**Source material:**

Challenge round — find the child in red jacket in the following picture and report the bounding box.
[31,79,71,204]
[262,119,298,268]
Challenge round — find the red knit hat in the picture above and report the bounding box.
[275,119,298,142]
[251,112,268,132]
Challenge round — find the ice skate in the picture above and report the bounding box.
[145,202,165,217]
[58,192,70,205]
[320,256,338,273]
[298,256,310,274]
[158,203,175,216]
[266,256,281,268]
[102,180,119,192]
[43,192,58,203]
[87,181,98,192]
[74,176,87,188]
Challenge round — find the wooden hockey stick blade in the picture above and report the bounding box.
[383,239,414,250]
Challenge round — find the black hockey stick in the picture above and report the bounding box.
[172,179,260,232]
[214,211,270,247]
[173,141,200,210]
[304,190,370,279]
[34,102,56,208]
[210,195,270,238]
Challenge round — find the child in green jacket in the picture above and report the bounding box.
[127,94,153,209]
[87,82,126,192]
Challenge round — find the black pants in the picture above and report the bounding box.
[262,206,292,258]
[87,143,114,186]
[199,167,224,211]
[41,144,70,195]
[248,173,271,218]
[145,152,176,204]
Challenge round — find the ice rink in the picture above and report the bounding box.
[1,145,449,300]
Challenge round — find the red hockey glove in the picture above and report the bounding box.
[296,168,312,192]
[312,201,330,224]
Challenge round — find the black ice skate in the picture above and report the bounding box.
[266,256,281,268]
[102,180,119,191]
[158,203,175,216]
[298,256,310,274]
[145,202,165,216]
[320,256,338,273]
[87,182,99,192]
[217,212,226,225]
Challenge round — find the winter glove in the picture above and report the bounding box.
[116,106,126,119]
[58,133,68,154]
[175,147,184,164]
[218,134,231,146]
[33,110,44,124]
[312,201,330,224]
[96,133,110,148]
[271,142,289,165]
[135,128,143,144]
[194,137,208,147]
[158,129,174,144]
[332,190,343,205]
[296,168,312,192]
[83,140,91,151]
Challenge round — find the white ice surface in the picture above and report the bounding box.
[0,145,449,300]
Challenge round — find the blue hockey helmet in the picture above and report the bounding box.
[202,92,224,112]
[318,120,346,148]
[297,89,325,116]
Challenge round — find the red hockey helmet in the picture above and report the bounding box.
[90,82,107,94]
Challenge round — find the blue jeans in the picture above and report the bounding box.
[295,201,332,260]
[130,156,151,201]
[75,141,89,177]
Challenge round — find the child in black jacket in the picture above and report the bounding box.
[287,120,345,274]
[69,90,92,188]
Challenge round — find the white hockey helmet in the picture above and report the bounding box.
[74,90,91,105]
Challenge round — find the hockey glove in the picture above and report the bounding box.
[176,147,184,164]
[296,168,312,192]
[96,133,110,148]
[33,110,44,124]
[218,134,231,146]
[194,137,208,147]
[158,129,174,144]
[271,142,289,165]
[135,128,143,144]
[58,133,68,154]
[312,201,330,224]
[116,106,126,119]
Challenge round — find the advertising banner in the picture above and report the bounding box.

**About this task:** Everything from the line containing "Challenge round — find the child in black" to the end of the records must be written out exactly; include both of those lines and no others.

**The answer:**
Challenge round — find the child in black jacket in the picture above and report the bounding box.
[287,120,345,274]
[69,90,92,188]
Challenge round — find the white hockey helmet in the picture above and report the bounding box.
[74,90,91,105]
Challenge round — find the hockey glove in the picture above and report the bounding box.
[176,147,184,164]
[296,168,312,192]
[96,133,110,148]
[33,110,44,124]
[218,134,231,146]
[194,137,208,147]
[158,129,174,144]
[271,142,289,165]
[135,128,143,144]
[58,133,68,154]
[312,201,330,224]
[116,106,126,119]
Challenge round — find the advertising banner in the picture above and report the bounding box.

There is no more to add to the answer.